Extract each line of the listing that contains the string "blue", treating uppercase and lowercase letters as distinct.

• **GIVEN RECORDS**:
-- START --
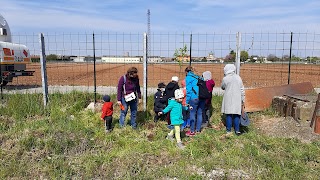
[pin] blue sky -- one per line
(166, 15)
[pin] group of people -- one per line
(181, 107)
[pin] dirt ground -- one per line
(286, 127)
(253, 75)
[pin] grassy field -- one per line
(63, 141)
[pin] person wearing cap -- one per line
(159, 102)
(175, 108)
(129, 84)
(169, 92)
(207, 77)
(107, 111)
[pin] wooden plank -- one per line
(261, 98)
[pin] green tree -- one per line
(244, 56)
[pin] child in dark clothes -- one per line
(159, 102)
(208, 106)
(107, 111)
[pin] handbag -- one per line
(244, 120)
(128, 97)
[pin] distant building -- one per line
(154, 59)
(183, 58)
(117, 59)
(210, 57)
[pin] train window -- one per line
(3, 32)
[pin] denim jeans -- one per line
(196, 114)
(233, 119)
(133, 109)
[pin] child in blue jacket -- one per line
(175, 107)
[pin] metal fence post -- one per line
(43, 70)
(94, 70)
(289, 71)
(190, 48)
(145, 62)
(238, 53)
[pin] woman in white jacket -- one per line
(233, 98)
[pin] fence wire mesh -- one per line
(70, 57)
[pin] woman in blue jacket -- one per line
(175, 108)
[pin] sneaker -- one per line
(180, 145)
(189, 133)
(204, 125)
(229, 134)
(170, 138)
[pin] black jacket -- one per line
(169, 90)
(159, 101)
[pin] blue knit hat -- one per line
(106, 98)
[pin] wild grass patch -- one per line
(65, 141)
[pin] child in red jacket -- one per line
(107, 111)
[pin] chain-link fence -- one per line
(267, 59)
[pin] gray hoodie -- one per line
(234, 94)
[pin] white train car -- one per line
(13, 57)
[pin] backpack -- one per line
-- END --
-- START --
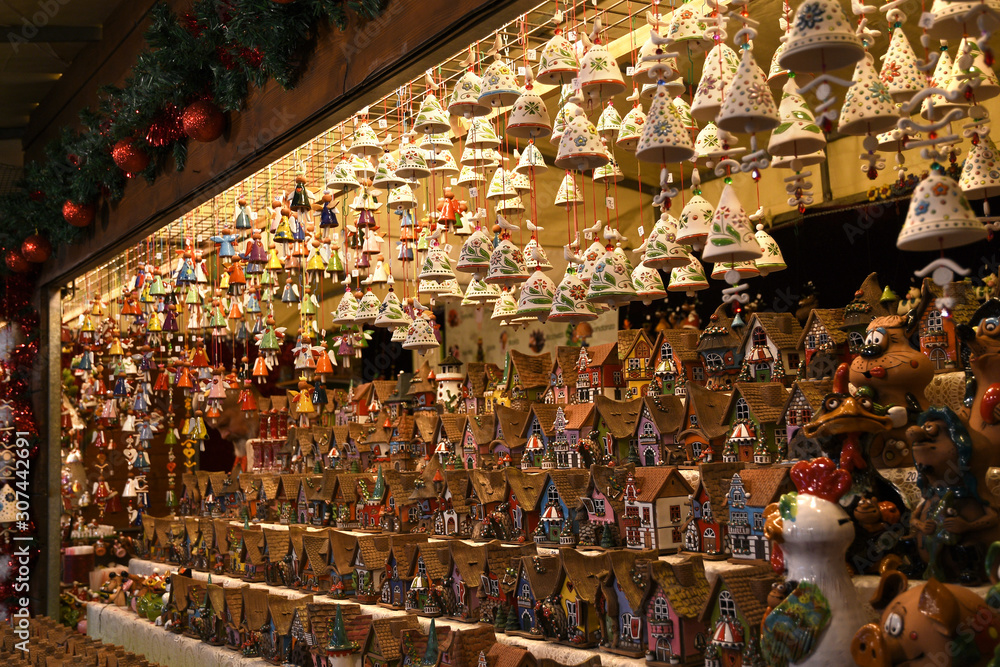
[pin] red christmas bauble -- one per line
-- END --
• **SOLUTION TO THIS PROBLEM**:
[pin] blue sky -- one per line
[pin] child in blue jacket -- one per line
[pin] woman in blue jacket -- one per line
[pin] blue knit hat -- one per line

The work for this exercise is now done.